▶ YOUR OBJECTIVE: The data below must be repeated exactly. Leave nothing out.

(INFORMATION Opens)

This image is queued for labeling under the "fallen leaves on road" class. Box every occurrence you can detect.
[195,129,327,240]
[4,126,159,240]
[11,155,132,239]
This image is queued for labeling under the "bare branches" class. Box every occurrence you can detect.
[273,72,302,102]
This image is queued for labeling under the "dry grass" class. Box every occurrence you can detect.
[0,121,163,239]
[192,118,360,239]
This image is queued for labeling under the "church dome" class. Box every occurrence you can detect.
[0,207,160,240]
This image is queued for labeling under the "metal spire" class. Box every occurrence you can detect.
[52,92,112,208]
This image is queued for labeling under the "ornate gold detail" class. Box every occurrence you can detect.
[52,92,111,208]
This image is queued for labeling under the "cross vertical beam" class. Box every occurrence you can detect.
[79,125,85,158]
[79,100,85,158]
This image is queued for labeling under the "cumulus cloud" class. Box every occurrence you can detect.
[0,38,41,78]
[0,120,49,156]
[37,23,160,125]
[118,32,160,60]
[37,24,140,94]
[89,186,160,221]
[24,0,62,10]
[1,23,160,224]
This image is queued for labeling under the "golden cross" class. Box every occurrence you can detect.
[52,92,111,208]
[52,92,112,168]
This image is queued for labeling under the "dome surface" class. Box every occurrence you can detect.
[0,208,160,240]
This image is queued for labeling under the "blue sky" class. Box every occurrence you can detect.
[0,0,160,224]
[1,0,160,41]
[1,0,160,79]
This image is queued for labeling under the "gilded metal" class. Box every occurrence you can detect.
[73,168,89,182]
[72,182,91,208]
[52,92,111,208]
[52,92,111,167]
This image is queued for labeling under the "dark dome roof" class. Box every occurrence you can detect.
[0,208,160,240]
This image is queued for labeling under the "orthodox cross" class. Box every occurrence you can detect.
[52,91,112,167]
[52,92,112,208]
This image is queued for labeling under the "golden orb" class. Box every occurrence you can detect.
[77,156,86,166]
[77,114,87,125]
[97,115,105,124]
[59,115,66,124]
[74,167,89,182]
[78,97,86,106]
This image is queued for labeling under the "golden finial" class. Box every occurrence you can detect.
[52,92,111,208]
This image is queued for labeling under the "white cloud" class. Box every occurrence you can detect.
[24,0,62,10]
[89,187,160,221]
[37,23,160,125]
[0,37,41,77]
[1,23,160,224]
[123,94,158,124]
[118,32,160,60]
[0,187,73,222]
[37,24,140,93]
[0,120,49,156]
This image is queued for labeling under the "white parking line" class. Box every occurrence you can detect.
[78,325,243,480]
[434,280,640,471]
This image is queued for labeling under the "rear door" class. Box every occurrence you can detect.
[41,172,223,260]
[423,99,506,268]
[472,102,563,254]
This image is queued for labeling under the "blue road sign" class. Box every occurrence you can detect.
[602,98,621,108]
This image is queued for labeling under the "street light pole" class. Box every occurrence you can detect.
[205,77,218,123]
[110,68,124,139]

(INFORMATION Closes)

▶ RESPONSE BOX:
This image is queued for labeling under the "fallen leaves on road" class. Box every occurrence you can detect.
[195,129,327,240]
[4,126,159,240]
[11,155,132,239]
This image is queued for labeling under the "bare branches" class. Box every occurrence you can detect.
[273,72,302,102]
This image is queued for labeling under the "dry grass" class. Box every occurrence you can detect.
[0,121,163,239]
[192,118,360,239]
This image is queued for labeling under the "church dome" class. Box every occurrence you can detect.
[0,207,160,240]
This image is queued for labeling under the "metal spire" class. Box every occurrence you can detect.
[52,92,112,208]
This image is queued for labeling under the "ornate gold detail" class. Box every occurrence you can detect.
[52,92,111,208]
This image is queued for labeling under the "cross vertical beam" class. Box every occurrence you can detect.
[79,125,85,158]
[79,100,85,158]
This image is queued for labeling under the "cumulus cloud" class. Box every occurrence you can detect.
[0,38,41,78]
[0,120,49,156]
[37,23,160,125]
[118,32,160,60]
[37,24,140,94]
[89,186,160,221]
[24,0,62,10]
[1,23,160,224]
This image is queued for labeling under the "golden cross" class. Box every occurrence you can detect.
[52,92,111,208]
[52,92,112,168]
This image is queued for labeling under the "dome surface" class. Box every occurrence you can detect.
[0,208,160,240]
This image is queued for labeling under the "blue sky" class. Box every occurrence you can detect.
[0,0,160,224]
[1,0,160,41]
[1,0,160,79]
This image is queued for labeling under the "gilded metal" class. Box every occurrence you can detect.
[73,168,89,182]
[72,182,91,208]
[52,92,111,208]
[52,92,111,167]
This image is queued for labeling under the "dark dome roof" class. Box every occurrence you can detect.
[0,208,160,240]
This image is queued for labeling under the "orthodox cross" class. Box every occurrence you can detect.
[52,91,112,167]
[52,92,112,208]
This image is queued for labeling under the "golden orb" class. Box every occurrence you can detect.
[77,156,86,166]
[77,114,87,125]
[97,115,105,124]
[59,115,66,124]
[74,167,89,182]
[78,97,86,106]
This image is queued for labeling under the "golden finial" class. Box every occurrence you can detect.
[52,92,111,208]
This image is queued for labeling under the "white cloud" class. Box every occurrence you can detect.
[24,0,62,10]
[89,187,160,221]
[37,23,160,125]
[0,37,41,77]
[1,23,160,224]
[123,94,158,124]
[118,32,160,60]
[0,187,73,222]
[37,24,140,93]
[0,120,49,156]
This image is queued for labeling under the "white parking line" class. Box every occurrence you can detect.
[78,325,243,480]
[434,280,640,471]
This image is queued for labeling under the "rear door" class. Box every occurrence you can detect.
[41,172,223,260]
[423,99,506,268]
[472,102,563,254]
This image is queued for labeling under the "blue road sign" class. Box every occurrence you can detect.
[602,98,621,108]
This image is queued for labeling under the "street light pole" class. Box every occurrence you can detect.
[205,77,218,123]
[110,68,124,139]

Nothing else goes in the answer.